▶ _Verständnis prüfen_:
1: Übersetzen Sie den Satz „Kiefernprachtkäfer legen ihre Eier nur in abgebrannte Bäume.“ aus dem Lesetext ins Englische.
2: Geben Sie aus dem Lesetext alles von "Von Jennifer Wengler" bis hin zu "von kleinen Infrarotsensoren." wortgetreu wieder.
3: Nennen Sie alle Substantive, mit denen der Lesetext die Infrarotsensoren des Käfers bezeichnet, jedes nur einmal und in der Form, in der es im Text steht.

▶ _Lesetext_:
>>>

Biologie. - Kiefernprachtkäfer legen ihre Eier nur in abgebrannte Bäume. Um das tote Holz zu finden, besitzt der Käfer winzige Infrarotsensoren, mit denen er Waldbrände orten kann - vermutlich über viele Kilometer hinweg.

Von Jennifer Wengler | 24.07.2012
    Im Poppelsdorfer Schloss in Bonn gibt es Käfer – Feuer liebende Käfer getrocknet in einer Schublade. Ein aufgespießtes Exemplar davon legt Prof. Helmut Schmitz unter ein Mikroskop in seinem Büro. Man sieht stark vergrößert den nur einen Zentimeter kleinen Kiefernprachtkäfer. Sonderlich prächtig ist er nicht: Schwarz und unscheinbar liegt er auf einem Styropor.

    Doch so unscheinbar, wie er scheint, ist er nicht, denn er kann Waldbrände aus großer Entfernung erkennen. Und zwar mit Hilfe von kleinen Infrarotsensoren.

    "Die sitzen an der Körperunterseite, die Sensoren. Und wenn Sie so ein kleines bisschen den Blick höher wandern lassen, dann sehen Sie so eine kleine Grube, die ist so ein bisschen gelblich. Und das sind wahrscheinlich 70, 80 dieser winzigkleinen Kügelchen."

    Kügelchen, die den Schwarzen Kiefernprachtkäfer, Melanophila acuminata, zu etwas besonderem machen. Mit diesen höchst sensiblen Signalempfängern nehmen die Insekten Wärmestrahlung wahr und orten somit Waldbrände. Diese Fähigkeit ist für sie überlebenswichtig, denn nur in verbranntes Holz legen sie ihre Eier.

    Jedoch sind Waldbrände in unseren Breiten nicht gerade häufig und oft nicht in unmittelbarer Nähe zu finden. Die Tiere brauchen daher ein starkes Ortungssystem.

<<<

▶ _Material zur Analyse_:

>>>

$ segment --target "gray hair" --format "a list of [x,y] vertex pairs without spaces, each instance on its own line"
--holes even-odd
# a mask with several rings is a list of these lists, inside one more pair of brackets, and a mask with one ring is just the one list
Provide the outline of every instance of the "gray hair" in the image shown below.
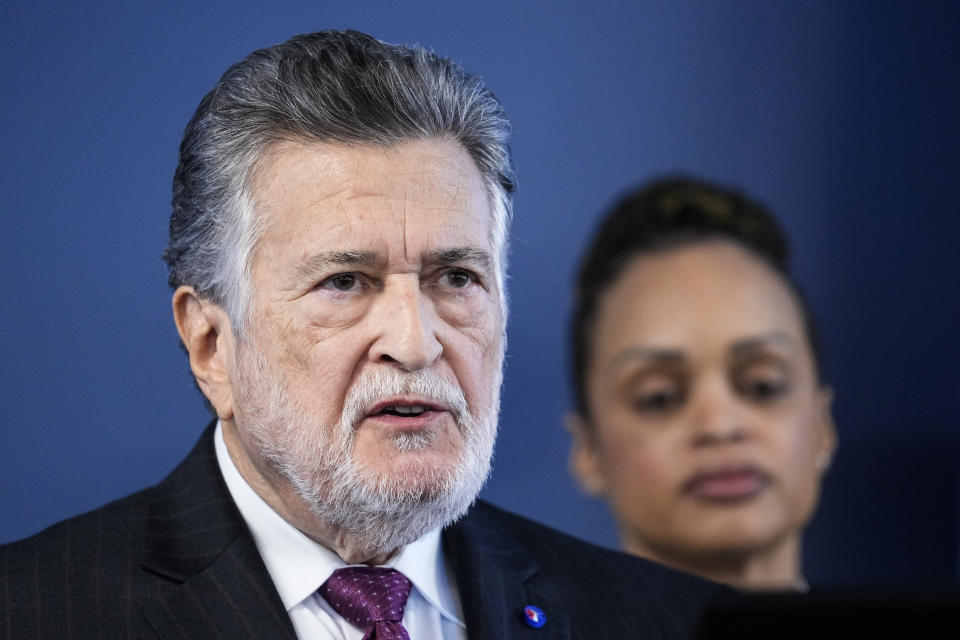
[[223,74],[184,131],[163,252],[170,286],[193,286],[222,306],[242,337],[263,228],[250,183],[273,143],[392,147],[448,138],[467,150],[487,186],[504,303],[514,190],[509,137],[503,107],[480,78],[424,47],[321,31],[254,51]]

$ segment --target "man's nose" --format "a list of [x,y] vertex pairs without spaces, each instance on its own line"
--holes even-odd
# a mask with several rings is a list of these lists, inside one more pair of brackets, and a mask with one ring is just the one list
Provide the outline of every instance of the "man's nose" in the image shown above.
[[750,439],[749,411],[724,381],[713,381],[700,389],[694,406],[694,446],[736,444]]
[[372,360],[418,371],[433,365],[443,353],[436,312],[419,281],[390,283],[377,301],[373,321],[377,338],[371,345]]

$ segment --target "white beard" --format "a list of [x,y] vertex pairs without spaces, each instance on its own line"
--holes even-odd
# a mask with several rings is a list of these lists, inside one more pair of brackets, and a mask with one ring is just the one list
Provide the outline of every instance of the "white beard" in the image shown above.
[[[362,375],[347,393],[340,422],[317,424],[287,394],[286,381],[249,345],[237,353],[238,410],[259,453],[327,525],[348,534],[371,555],[389,553],[453,522],[476,499],[490,472],[500,404],[501,367],[489,407],[472,413],[462,390],[432,370],[382,367]],[[414,460],[403,477],[353,459],[365,408],[387,397],[415,395],[449,408],[463,443],[456,464]],[[400,433],[398,453],[428,449],[437,432]]]

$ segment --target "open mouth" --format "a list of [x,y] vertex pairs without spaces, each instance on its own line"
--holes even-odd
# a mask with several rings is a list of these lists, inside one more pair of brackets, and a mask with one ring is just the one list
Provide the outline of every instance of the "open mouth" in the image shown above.
[[[434,404],[424,398],[390,398],[376,403],[369,408],[368,418],[383,418],[400,424],[410,421],[410,424],[429,420],[447,409]],[[419,420],[418,420],[419,419]]]
[[413,404],[413,405],[394,404],[394,405],[384,407],[374,415],[403,416],[403,417],[416,418],[417,416],[423,415],[427,411],[431,411],[431,409],[429,407],[423,406],[422,404]]

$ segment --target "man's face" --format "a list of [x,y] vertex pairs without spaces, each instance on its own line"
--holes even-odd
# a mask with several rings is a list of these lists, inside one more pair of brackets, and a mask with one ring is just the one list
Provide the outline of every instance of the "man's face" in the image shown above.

<<<

▶ _Lösungen_:
1: Pine jewel beetles lay their eggs only in burned trees.

2:
Von Jennifer Wengler | 24.07.2012
    Im Poppelsdorfer Schloss in Bonn gibt es Käfer – Feuer liebende Käfer getrocknet in einer Schublade. Ein aufgespießtes Exemplar davon legt Prof. Helmut Schmitz unter ein Mikroskop in seinem Büro. Man sieht stark vergrößert den nur einen Zentimeter kleinen Kiefernprachtkäfer. Sonderlich prächtig ist er nicht: Schwarz und unscheinbar liegt er auf einem Styropor.

    Doch so unscheinbar, wie er scheint, ist er nicht, denn er kann Waldbrände aus großer Entfernung erkennen. Und zwar mit Hilfe von kleinen Infrarotsensoren.

3: Infrarotsensoren, Sensoren, Kügelchen, Signalempfängern